| Material to process |
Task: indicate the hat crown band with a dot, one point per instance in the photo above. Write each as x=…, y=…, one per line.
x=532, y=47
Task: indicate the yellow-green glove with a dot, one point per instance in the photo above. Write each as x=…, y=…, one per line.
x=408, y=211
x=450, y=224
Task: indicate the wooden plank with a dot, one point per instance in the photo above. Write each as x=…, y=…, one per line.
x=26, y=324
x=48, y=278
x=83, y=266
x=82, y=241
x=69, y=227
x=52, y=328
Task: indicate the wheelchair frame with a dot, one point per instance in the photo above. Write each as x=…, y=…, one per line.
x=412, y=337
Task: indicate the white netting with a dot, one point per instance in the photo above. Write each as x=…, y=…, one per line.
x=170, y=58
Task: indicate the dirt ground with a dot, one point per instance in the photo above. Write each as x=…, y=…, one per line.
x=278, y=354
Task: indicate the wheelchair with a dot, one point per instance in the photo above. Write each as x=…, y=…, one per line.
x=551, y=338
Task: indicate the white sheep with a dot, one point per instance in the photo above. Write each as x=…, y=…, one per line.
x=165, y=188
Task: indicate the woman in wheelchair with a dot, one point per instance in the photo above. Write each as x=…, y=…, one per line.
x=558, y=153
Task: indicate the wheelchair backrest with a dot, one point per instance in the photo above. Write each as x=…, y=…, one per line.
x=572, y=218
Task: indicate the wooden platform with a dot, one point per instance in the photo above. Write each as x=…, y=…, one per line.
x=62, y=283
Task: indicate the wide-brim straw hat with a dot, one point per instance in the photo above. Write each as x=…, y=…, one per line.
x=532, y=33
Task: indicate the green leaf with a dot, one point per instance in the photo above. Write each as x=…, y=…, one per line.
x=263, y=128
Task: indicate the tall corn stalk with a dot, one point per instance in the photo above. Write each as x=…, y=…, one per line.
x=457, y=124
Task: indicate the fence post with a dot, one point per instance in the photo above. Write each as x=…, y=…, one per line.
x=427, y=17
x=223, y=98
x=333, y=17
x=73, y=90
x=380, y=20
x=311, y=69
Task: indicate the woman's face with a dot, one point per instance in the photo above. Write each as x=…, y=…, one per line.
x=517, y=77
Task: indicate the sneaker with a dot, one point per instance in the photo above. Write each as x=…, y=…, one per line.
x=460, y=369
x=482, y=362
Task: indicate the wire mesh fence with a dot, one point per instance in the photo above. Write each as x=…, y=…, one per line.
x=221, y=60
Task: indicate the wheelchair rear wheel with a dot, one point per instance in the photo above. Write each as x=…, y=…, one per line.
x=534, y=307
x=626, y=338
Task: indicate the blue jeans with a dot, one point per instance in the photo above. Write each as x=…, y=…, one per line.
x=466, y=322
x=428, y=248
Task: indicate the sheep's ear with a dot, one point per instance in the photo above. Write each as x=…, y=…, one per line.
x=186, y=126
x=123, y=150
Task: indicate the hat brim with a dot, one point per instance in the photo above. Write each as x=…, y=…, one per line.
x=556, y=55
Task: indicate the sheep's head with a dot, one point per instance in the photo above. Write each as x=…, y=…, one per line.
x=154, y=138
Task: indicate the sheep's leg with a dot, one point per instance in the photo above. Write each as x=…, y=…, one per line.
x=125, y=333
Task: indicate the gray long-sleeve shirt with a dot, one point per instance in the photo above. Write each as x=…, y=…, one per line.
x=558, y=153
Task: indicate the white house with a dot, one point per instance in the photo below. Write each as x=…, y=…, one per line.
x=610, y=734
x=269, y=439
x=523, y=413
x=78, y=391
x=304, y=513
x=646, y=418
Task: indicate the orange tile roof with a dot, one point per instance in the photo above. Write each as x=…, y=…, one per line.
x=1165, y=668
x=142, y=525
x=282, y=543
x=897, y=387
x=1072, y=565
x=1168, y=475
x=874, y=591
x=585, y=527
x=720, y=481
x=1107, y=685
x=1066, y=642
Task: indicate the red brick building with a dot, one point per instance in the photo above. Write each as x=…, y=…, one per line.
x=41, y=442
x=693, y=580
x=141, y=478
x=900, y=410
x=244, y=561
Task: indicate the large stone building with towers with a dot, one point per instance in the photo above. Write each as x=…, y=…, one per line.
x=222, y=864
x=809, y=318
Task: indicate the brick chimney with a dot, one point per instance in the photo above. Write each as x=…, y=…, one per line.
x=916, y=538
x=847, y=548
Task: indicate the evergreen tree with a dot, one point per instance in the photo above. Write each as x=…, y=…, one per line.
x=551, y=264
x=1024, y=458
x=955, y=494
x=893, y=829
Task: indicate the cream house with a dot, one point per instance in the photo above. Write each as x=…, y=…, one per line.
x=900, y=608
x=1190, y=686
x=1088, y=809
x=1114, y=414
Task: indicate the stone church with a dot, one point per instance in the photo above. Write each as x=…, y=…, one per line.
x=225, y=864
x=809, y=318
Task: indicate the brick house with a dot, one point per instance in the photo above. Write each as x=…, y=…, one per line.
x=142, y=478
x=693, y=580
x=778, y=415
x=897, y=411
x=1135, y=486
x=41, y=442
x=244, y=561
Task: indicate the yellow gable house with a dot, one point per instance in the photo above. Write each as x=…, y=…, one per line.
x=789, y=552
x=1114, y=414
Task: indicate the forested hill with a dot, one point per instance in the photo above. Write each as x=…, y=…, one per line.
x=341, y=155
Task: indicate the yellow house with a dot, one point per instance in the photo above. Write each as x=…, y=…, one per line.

| Action item |
The answer is every entry, repeated word for word.

| Result of the task |
Task: indicate the hat crown band with a dot, one point per instance in the photo above. Write each as x=…, y=…, one per line.
x=532, y=47
Task: indicate the yellow-green glove with a dot, one point per instance in the photo above. Write each as x=…, y=…, one per line.
x=408, y=211
x=450, y=224
Task: indicate the wooden plank with a dot, one point per instance in the photo above. Write each as x=…, y=…, one per line.
x=26, y=324
x=48, y=278
x=83, y=266
x=82, y=241
x=69, y=227
x=52, y=328
Task: indicate the wheelchair frame with a dot, one point per instance in the photo above. Write each as x=…, y=…, one per line.
x=412, y=337
Task: indicate the white netting with a dot, one point per instance in the photo above. Write each as x=…, y=…, one per line.
x=170, y=58
Task: indicate the dirt ground with a dot, one point per instance in the photo above. Write each as x=…, y=…, one per line.
x=278, y=354
Task: indicate the wheelchair with a dot, one point per instance in the photo above. Write each as x=…, y=…, one per line.
x=551, y=338
Task: indicate the white sheep with a dot, one point per instance in the photo above. Write each as x=…, y=…, one per line.
x=165, y=188
Task: indicate the woman in wheelchair with a dot, one point per instance in the photo above. Write each as x=…, y=…, one per line.
x=558, y=153
Task: indicate the wheelchair backrest with a dot, one point per instance in the photo above. Write each as x=…, y=…, one per line.
x=572, y=218
Task: indicate the wooden platform with a dot, one point per instance in the photo above. Write each as x=…, y=…, one per line.
x=62, y=283
Task: indicate the wide-brim straw hat with a dot, one point per instance in the photo above. Write each as x=…, y=…, one per line.
x=532, y=33
Task: indicate the green leaf with a dot, one point per instance in the photo above. Write each as x=…, y=…, one per line.
x=263, y=128
Task: indicate the tall corn stalk with a dot, one point per instance in the photo above. Write each as x=…, y=…, one per line.
x=457, y=124
Task: indicate the fence post with a dot, one point per instance in the photo above. Write each as x=…, y=…, one per line.
x=427, y=17
x=223, y=98
x=333, y=17
x=73, y=90
x=380, y=20
x=311, y=69
Task: indicate the woman's face with a dot, one point per instance in the photo above. Write each as x=…, y=…, one per line.
x=517, y=77
Task: indicate the sneaker with a dot, one point per instance in the photo above. Write each as x=…, y=…, one per line.
x=460, y=369
x=482, y=362
Task: indicate the wire mesh fence with a dot, one point per instance in the photo above. Write each as x=…, y=…, one per line.
x=221, y=60
Task: indicate the wheelchair rear wheel with a dot, one point per instance in the photo above. Write each as x=…, y=…, one per line.
x=534, y=307
x=626, y=338
Task: indicate the blue jeans with a dot, one point per instance in the photo above. Write each as x=…, y=…, one per line.
x=466, y=322
x=428, y=248
Task: indicate the sheep's ear with a dot, one point per instance in the photo above. Write each as x=…, y=…, one per line.
x=186, y=126
x=123, y=150
Task: indicate the hat brim with a dot, one point per instance in the photo above. Write each as x=…, y=…, one per line.
x=556, y=55
Task: indicate the sheep's head with a dot, one point per instance in the photo above. Write each as x=…, y=…, one per line.
x=154, y=138
Task: indicate the sheep's leg with a dot, one point per instance in the photo above. Write each as x=…, y=…, one per line.
x=125, y=333
Task: indicate the gray long-sleeve shirt with a dot, one point per instance in the photo above. Write each as x=…, y=…, one per line.
x=558, y=153
Task: indicate the white house with a dot, one point per instance in the photo below. Write each as x=…, y=…, one per line.
x=610, y=734
x=269, y=439
x=523, y=413
x=78, y=391
x=304, y=513
x=646, y=418
Task: indicate the orange tile roof with a dot, one point per instance in the photo above. Write each as x=…, y=…, one per line.
x=1165, y=668
x=142, y=525
x=282, y=543
x=897, y=387
x=1072, y=565
x=1168, y=475
x=874, y=591
x=585, y=527
x=720, y=481
x=1107, y=685
x=1066, y=642
Task: indicate the red brick building with a dot, one point per instance in the photo above. Write each as x=…, y=…, one per line.
x=41, y=442
x=693, y=580
x=141, y=478
x=900, y=410
x=244, y=561
Task: indicate the large stone building with towers with a dot, one point per instance in the photo above. Write each as x=…, y=…, one per line.
x=222, y=864
x=809, y=318
Task: indicate the brick chimney with a dot, one point per instance in the photo above. Write each as x=…, y=…, one per line.
x=916, y=538
x=847, y=548
Task: indicate the evergreen tree with a dot, one point per instance in the photo above. Write each as x=…, y=…, one per line.
x=551, y=264
x=1024, y=458
x=955, y=494
x=893, y=829
Task: indicate the cream house with a dot, one point per instance in the photo above. Write each as x=…, y=…, one per line.
x=900, y=608
x=1190, y=686
x=1088, y=809
x=1114, y=414
Task: indicate the stone church with a dot, one point per instance in the photo above. Write each as x=…, y=…, one per line.
x=225, y=864
x=809, y=318
Task: indicate the brick house with a dot, one point per instance in the photo above. Write each as x=…, y=…, one per line.
x=142, y=478
x=693, y=580
x=778, y=415
x=897, y=411
x=1135, y=486
x=41, y=442
x=244, y=561
Task: indicate the yellow gable house with a dot, one point per instance in the photo above. Write each as x=…, y=…, one per line.
x=789, y=552
x=1114, y=414
Task: indicate the forested hill with a dot, one point per instance in the photo above. Write each as x=…, y=…, one per line.
x=341, y=155
Task: indicate the yellow house with a dot, one point per instance in the photo above. Write each as x=…, y=…, one per line.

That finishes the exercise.